● **WHAT TO WORK ON**:
From the line containing "indicate the dark handbag, a" through the last line of the entries below, repeat each line word for word and leave out the rest.

[Dataset rows]
+ + + + + + +
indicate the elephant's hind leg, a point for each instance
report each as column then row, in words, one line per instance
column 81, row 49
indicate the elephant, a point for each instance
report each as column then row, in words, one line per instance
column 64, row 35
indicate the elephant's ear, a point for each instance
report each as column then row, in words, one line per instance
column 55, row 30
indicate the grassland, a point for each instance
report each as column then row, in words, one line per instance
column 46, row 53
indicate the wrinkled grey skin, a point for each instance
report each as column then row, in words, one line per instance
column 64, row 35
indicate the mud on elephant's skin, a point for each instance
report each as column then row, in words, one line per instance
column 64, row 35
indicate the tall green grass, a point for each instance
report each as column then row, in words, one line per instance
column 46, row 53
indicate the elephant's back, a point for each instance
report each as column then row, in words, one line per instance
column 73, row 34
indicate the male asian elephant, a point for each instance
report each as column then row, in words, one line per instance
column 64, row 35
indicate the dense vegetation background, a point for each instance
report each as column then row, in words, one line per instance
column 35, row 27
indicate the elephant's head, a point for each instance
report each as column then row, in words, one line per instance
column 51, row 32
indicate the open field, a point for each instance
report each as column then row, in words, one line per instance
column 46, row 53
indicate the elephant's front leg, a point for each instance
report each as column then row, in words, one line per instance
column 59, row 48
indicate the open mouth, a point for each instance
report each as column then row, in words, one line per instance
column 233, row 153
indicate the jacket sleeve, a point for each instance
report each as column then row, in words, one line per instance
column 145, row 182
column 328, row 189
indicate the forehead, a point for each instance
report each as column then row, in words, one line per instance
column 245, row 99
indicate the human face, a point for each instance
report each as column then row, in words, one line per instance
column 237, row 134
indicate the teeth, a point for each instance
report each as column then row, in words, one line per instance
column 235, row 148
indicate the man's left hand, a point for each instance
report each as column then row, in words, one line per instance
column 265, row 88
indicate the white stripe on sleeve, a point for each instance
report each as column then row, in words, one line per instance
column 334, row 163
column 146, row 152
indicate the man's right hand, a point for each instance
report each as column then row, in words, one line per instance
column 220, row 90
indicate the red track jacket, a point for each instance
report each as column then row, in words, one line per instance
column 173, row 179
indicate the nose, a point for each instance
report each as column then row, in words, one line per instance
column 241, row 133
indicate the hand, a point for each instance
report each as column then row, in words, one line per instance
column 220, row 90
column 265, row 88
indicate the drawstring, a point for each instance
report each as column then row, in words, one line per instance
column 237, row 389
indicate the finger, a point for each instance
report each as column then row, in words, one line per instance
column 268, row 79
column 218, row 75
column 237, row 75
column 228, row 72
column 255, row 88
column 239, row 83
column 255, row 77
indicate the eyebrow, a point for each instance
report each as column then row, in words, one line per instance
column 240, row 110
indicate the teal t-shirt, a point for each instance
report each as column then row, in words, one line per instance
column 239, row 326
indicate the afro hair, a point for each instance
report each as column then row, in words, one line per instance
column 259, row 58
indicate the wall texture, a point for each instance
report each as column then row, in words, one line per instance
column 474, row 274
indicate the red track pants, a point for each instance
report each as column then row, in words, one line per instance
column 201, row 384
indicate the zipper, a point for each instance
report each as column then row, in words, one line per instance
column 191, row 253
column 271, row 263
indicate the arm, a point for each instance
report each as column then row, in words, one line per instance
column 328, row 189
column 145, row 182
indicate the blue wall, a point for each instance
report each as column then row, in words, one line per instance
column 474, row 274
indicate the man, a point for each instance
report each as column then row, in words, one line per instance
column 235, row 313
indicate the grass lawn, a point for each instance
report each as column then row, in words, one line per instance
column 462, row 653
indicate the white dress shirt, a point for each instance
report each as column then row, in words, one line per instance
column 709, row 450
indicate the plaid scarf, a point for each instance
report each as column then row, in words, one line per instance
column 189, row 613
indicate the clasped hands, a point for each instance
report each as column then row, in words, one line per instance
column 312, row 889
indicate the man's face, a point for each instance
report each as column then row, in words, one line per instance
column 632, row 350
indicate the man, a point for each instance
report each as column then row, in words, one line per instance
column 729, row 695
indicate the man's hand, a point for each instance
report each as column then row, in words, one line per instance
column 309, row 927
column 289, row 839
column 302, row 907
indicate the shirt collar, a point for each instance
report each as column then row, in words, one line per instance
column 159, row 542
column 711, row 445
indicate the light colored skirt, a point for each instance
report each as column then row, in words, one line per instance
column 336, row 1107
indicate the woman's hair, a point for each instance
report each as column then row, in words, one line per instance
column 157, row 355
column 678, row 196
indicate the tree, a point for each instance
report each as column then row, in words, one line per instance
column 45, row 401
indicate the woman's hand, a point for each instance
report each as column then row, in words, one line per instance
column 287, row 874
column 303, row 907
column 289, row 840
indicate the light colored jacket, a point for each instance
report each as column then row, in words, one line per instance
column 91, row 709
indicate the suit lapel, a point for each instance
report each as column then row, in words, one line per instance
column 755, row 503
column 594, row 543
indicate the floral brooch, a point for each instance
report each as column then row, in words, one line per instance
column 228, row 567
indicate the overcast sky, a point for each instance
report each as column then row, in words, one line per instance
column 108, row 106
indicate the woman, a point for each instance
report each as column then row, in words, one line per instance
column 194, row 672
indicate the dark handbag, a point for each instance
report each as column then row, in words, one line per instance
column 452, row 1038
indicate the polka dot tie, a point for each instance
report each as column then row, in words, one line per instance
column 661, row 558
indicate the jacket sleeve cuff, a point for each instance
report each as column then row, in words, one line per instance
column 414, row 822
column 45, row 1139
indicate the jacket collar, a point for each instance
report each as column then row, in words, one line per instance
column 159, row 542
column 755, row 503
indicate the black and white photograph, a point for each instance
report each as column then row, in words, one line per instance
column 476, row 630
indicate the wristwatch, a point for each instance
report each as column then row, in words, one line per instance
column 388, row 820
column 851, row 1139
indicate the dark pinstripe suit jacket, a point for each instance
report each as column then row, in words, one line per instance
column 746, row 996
+ + + + + + +
● **FINISHED EXERCISE**:
indicate the dark handbag, a point for each instance
report each as column then row, in words, one line per instance
column 452, row 1038
indicate the polka dot tie, a point for each instance
report each as column then row, in words, one line per instance
column 661, row 558
indicate the jacket sleeve cuff, a point for each instance
report each as column then row, in words, one line per instance
column 414, row 822
column 45, row 1139
indicate the jacket collar, a point for each instance
report each as column then row, in words, one line per instance
column 159, row 542
column 755, row 503
indicate the black and white photograph, a point for each instance
report each as column then row, in words, one line per instance
column 476, row 630
indicate the wristwatch, a point for each instance
report each as column then row, in words, one line per instance
column 388, row 820
column 851, row 1139
indicate the dark pinstripe suit jacket, a point for each instance
report each as column then row, in words, one line per instance
column 746, row 996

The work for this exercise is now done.